── RECORD EXCERPTS

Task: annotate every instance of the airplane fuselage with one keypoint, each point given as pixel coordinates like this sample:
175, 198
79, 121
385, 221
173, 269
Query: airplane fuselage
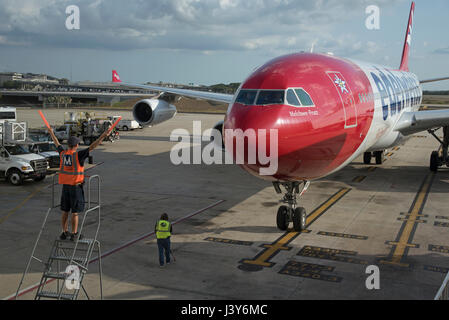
327, 111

────

* **WHAT THE TASK ASKS**:
Would you transcribe all of the data exactly, omitting any pictures?

* **WRITTEN SOLUTION**:
Task: annotate every instance of the airplane fuselage with one keypoint, each point given as pixel coordinates like this sample:
175, 198
79, 121
385, 221
173, 269
Query: airplane fuselage
327, 111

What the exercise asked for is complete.